- REQUIREMENT:
According to the book review below, about how old was Galla Placidia when she married Athaulf?
PASSAGE GIVEN start
Bryn Mawr Classical Review 2012.05.24
Hagith Sivan, Galla Placidia: the Last Roman Empress. Women in antiquity. Oxford; New York: Oxford University Press, 2011. Pp. x, 224. ISBN 9780195379136. $27.95 (pb).
Reviewed by Robert Chenault, Willamette University (email@example.com)
Hagith Sivan’s biography of Galla Placidia presents an innovative and, inevitably, somewhat speculative portrait of the fifth-century empress. Sivan begins by acknowledging a long-standing personal fascination with her subject; in the past this has even extended to the composition of fictional diaries in Galla’s name (1), a curious disclosure with which to begin a non-fictional biography. Sivan’s evident desire for a more satisfying picture of Galla explains the most distinctive feature of her study, the liberal use of “comparative material” (2) to lend additional texture to the meager historical record. Thus she seeks to combat the “aridity” of the ancient sources by “bringing to life occurrences modalized by participation of women, and situations that molded women of Galla’s class and upbringing” (3). Essentially this involves using parallels from better attested episodes to discuss possibilities. For example, Sivan draws on contemporary panegyrics and funeral orations to discuss the kinds of themes that would have been aired at occasions such as the wedding of Galla and the Visigothic king Athaulf (21-36) and the funeral of the couple’s infant son Theodosius (48-59). This contextualized approach helps to give a sense of Galla’s life and experiences. Sivan portrays a Galla who successfully negotiated a changing world in which elite women had new options available for attaining public status, no longer solely by marriage and childbearing, but through upholding the “new orthodoxy of demonstrable religious piety” (4). While Sivan succeeds in painting a plausible portrait, her approach also calls for caution on the part of readers, who must pay careful attention in order to distinguish where the ancient sources stop and Sivan’s speculative reconstructions begin.
The book is organized into six main chapters covering the principal episodes or periods of Galla’s life. Surprisingly, Sivan devotes two chapters to Galla’s life among the Visigoths in Gaul and Spain (410-16), despite the nearly complete lack of source material. In Chapter One, “A Wedding in Gaul,” Sivan discusses Galla’s marriage to Athaulf in the context of other imperial marriages from the period. Noting her relatively late age at marriage (she was about 24 in 414), the number of consecrated virgins in her own family, and the rise of asceticism among upper-class women at Rome, Sivan suggests that Galla, too, might have been planning to follow this path (14). She then passes on to the wedding ceremony itself, which provides a good example of her use of comparative material to illustrate how the wedding participants might have represented the event: “To bridge the blatant gaps between the backgrounds of bride and groom, Attalus would have resorted to the Aeneid, rather than the Song of Songs, to conjure a wandering warrior who won the heart of a princess” (33). For some readers this may verge uncomfortably close to historical fiction; all Olympiodorus says is that Attalus led the singing of an epithalamium. Moreover, the unprecedented nature of this wedding—a Roman princess marrying a Gothic king in a ceremony taking place at a Gothic court—might raise doubts about the straightforward use of parallels necessarily drawn from wholly Roman contexts.
PASSAGE GIVEN end
MATERIAL SHOWN start
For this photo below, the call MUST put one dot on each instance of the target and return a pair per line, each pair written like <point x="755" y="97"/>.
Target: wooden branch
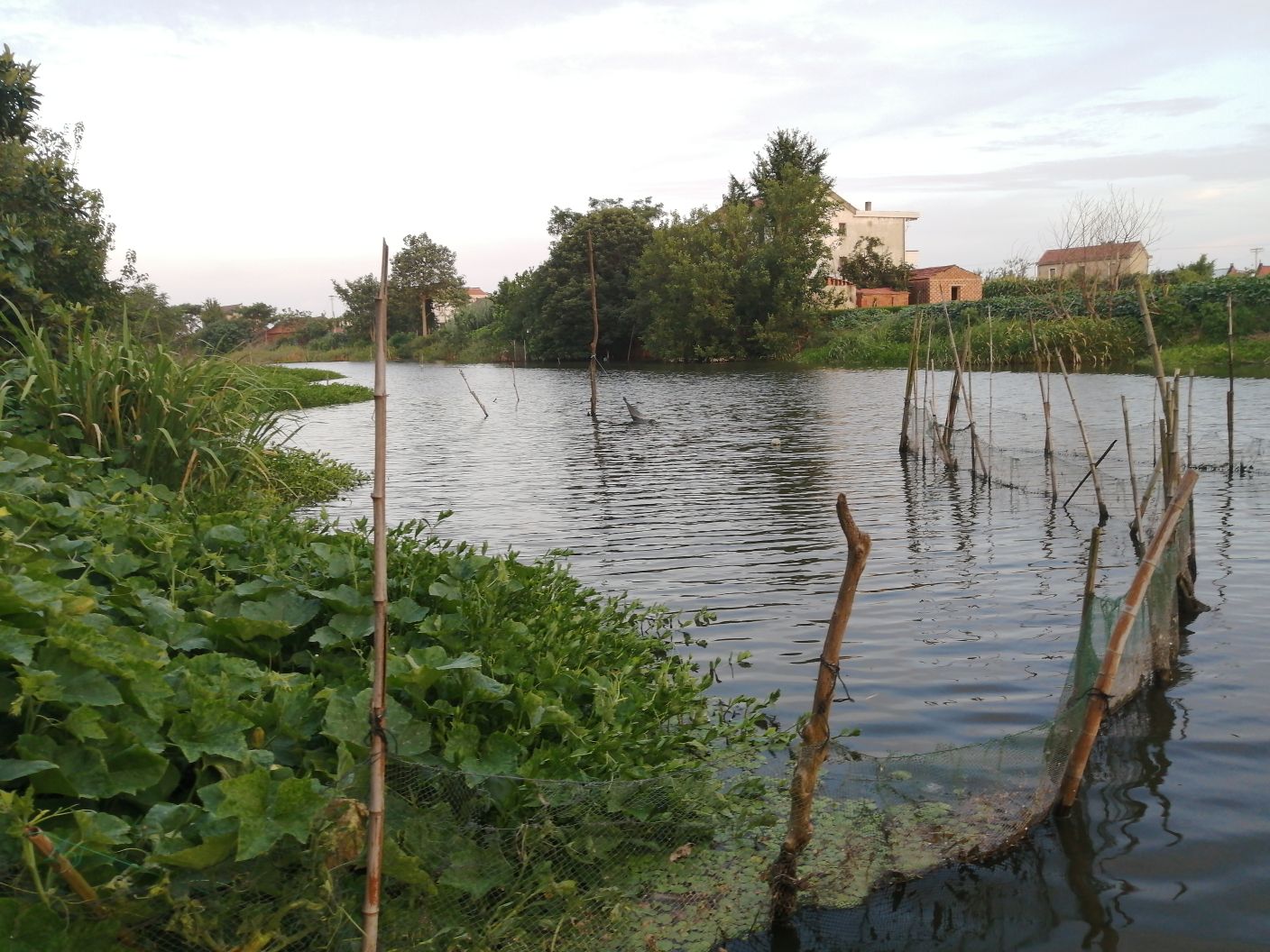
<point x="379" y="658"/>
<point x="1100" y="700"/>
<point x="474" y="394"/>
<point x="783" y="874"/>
MATERIAL SHOWN end
MATERIAL SHOWN start
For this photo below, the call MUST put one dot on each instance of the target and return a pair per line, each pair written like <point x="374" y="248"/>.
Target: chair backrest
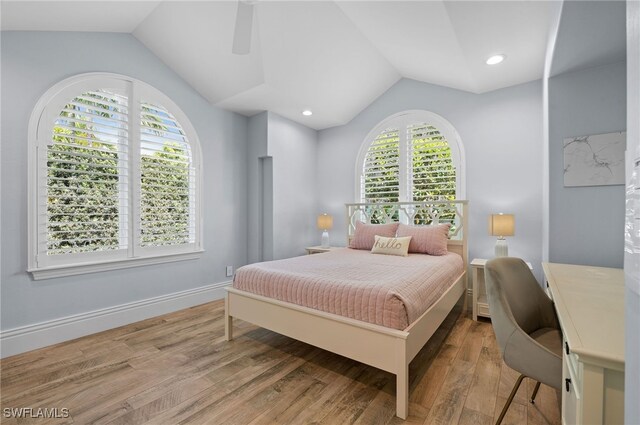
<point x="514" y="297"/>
MATERIAL SHOWN end
- FINAL RESULT:
About 24, in 414.